Skip to content

Redevil10/airflow-provider-watchdog

Repository files navigation

airflow-provider-watchdog

Category Badges
License License
PyPI python airflow PyPI Downloads
CI lint tests codecov

A lightweight, zero-dependency Airflow provider that monitors DAG and task health by querying the metadata database.

No Prometheus. No Grafana. No Datadog. Just pip install and go.

What it detects

Detector What it catches How it works
Runtime anomaly Tasks running unusually slow or fast IQR-based outlier detection on task durations
Failure spike Sudden increase in DAG failure rate Compares recent failure rate vs historical baseline
Missed deadline DAG runs taking too long Flags running DAGs exceeding N× their median duration
Stuck task Zombie or hung tasks Flags tasks in running state beyond N× their historical max
Schedule anomaly Tasks starting or ending at unusual times IQR-based outlier detection on time-of-day (handles midnight wraparound)

Requirements

  • Apache Airflow >= 3.0.0
  • Python >= 3.10
  • Any SQL metadata database supported by Airflow (PostgreSQL, MySQL, SQLite)

Installation

pip install airflow-provider-watchdog

That's it. The provider auto-registers:

  1. An airflow_watchdog_monitor DAG that runs every 30 minutes (configurable)
  2. A /watchdog/ dashboard accessible from the Airflow UI under Browse → Watchdog

Configuration

Set an Airflow Variable called watchdog_config with a JSON object. All fields are optional — sensible defaults apply.

*DATASET RECORDS*:

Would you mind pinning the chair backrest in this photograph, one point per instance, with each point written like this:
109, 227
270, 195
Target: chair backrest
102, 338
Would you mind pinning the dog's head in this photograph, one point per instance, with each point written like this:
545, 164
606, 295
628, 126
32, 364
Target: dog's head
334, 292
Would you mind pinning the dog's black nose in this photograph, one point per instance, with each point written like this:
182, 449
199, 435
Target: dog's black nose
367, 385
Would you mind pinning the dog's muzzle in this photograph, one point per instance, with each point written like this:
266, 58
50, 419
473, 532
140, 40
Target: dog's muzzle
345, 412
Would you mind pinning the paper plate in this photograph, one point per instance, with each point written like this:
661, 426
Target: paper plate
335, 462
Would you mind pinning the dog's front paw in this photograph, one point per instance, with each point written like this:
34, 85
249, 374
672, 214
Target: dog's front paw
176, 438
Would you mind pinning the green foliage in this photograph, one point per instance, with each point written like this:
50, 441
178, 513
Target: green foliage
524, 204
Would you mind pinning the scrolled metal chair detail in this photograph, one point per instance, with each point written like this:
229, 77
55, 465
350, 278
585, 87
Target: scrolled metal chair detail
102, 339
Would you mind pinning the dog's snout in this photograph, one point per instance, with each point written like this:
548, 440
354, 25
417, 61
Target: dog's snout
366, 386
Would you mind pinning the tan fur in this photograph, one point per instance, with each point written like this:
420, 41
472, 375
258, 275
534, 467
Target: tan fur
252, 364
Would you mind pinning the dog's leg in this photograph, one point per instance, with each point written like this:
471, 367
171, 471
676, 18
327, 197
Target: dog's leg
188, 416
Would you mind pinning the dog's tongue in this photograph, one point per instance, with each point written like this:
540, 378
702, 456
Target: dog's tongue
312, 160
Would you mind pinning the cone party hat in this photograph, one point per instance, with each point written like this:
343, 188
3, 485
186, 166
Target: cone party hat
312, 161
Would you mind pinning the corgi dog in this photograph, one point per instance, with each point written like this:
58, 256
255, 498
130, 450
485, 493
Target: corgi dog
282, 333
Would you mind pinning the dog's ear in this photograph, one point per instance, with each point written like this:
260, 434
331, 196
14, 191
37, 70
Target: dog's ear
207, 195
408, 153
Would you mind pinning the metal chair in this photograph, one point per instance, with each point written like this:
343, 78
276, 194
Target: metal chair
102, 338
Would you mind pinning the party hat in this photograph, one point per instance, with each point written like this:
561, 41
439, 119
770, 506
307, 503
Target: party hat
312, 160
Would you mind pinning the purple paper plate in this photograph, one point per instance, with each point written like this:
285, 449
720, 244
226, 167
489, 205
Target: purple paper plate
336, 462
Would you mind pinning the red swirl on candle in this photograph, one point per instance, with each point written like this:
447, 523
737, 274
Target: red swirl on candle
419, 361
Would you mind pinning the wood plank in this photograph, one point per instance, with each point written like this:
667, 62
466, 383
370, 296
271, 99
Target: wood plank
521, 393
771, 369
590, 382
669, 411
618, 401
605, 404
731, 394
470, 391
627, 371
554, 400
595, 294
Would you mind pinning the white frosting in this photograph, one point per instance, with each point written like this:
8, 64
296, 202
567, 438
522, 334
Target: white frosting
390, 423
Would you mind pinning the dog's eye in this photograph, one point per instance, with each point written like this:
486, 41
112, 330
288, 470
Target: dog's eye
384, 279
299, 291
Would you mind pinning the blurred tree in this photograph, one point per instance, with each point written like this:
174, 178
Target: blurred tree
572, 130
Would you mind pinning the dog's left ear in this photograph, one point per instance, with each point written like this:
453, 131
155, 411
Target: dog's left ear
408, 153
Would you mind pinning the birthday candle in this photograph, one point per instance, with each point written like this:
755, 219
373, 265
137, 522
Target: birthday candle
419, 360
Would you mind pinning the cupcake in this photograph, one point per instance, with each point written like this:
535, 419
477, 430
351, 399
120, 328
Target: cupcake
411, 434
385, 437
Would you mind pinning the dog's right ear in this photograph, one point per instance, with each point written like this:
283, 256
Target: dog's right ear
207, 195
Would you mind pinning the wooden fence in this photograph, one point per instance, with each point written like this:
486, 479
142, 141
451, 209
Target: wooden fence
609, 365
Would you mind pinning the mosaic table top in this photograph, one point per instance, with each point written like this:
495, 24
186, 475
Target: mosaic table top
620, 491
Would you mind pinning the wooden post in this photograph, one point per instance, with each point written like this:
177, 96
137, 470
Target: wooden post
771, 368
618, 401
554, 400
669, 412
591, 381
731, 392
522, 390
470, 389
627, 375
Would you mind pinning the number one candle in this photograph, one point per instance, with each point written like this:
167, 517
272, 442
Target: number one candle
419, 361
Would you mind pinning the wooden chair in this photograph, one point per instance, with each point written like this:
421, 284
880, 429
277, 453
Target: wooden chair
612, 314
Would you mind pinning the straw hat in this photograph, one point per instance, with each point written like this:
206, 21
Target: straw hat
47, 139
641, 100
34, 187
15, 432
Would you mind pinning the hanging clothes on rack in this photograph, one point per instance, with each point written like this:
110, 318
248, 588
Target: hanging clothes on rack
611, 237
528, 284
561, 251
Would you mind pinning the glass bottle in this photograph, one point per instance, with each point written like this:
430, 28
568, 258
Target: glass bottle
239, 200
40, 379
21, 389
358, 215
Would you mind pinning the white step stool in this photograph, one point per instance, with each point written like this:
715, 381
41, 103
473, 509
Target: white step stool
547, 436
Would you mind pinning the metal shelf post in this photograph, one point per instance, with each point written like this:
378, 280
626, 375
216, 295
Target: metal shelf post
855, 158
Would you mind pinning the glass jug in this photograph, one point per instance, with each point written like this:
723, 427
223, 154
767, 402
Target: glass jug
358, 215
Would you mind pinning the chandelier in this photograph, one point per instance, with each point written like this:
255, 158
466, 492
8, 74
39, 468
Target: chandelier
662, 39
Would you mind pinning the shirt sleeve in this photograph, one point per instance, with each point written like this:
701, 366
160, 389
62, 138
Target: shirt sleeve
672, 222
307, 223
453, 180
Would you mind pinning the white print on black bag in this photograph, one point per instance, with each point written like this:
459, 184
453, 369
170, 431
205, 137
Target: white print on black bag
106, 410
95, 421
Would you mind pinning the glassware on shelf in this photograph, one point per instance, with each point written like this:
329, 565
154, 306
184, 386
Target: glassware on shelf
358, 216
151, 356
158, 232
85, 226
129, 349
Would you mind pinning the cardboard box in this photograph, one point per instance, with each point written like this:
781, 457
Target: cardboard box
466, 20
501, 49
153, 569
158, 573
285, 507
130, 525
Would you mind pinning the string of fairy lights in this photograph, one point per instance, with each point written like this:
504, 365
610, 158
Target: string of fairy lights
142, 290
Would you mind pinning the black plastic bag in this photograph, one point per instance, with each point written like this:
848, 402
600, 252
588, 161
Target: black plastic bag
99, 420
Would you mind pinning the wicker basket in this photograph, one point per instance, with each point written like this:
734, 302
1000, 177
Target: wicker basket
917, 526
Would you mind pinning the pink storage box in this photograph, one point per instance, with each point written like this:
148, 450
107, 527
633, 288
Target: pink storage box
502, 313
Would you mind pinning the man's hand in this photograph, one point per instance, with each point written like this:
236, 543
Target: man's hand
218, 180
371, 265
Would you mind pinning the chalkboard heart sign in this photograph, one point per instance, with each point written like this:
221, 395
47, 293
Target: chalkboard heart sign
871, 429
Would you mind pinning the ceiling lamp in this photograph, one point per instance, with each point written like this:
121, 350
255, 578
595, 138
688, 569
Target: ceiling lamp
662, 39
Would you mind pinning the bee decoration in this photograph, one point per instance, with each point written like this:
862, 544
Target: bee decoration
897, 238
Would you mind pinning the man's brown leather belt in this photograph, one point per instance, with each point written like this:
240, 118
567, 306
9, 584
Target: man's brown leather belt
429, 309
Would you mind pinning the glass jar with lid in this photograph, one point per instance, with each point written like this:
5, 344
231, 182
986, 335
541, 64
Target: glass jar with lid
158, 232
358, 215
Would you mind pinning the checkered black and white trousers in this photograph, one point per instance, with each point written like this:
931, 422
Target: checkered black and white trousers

*WHAT THE TASK REQUIRES*:
Continue the Airflow watchdog provider page from where it stops. The lines above come from a different source than the text.

*ANSWER FOR THE TASK*:
{
    "schedule_interval_minutes": 30,
    "lookback_runs": 20,
    "runtime_iqr_multiplier": 1.5,
    "failure_window_runs": 10,
    "failure_baseline_runs": 50,
    "failure_spike_ratio": 2.0,
    "deadline_multiplier": 2.0,
    "stuck_multiplier": 2.0,
    "schedule_iqr_multiplier": 1.5,
    "exclude_dags": [],
    "disable_detectors": [],
    "dag_overrides": {
        "my_dag": {
            "disable_detectors": ["schedule_anomaly"]
        }
    },
    "alert_emails": ["team@example.com"],
    "alert_slack_webhook": "https://hooks.slack.com/services/...",
    "alert_teams_webhook": "https://outlook.office.com/webhook/...",
    "alert_discord_webhook": "https://discord.com/api/webhooks/..."
}

Configuration reference

Field Default Description
schedule_interval_minutes 30 How often the watchdog DAG runs
lookback_runs 20 Number of recent runs used for statistical baselines
runtime_iqr_multiplier 1.5 IQR multiplier for runtime anomaly fences
failure_window_runs 10 Recent window size for failure rate calculation
failure_baseline_runs 50 Historical baseline size for failure rate comparison
failure_spike_ratio 2.0 Alert when recent rate exceeds this × baseline rate
deadline_multiplier 2.0 Alert when DAG run exceeds this × median duration
stuck_multiplier 2.0 Alert when task exceeds this × historical max duration
schedule_iqr_multiplier 1.5 IQR multiplier for start/end time-of-day fences
exclude_dags [] DAG IDs to skip (airflow_watchdog_monitor is always excluded)
disable_detectors [] Detector names to disable globally (e.g. ["schedule_anomaly"])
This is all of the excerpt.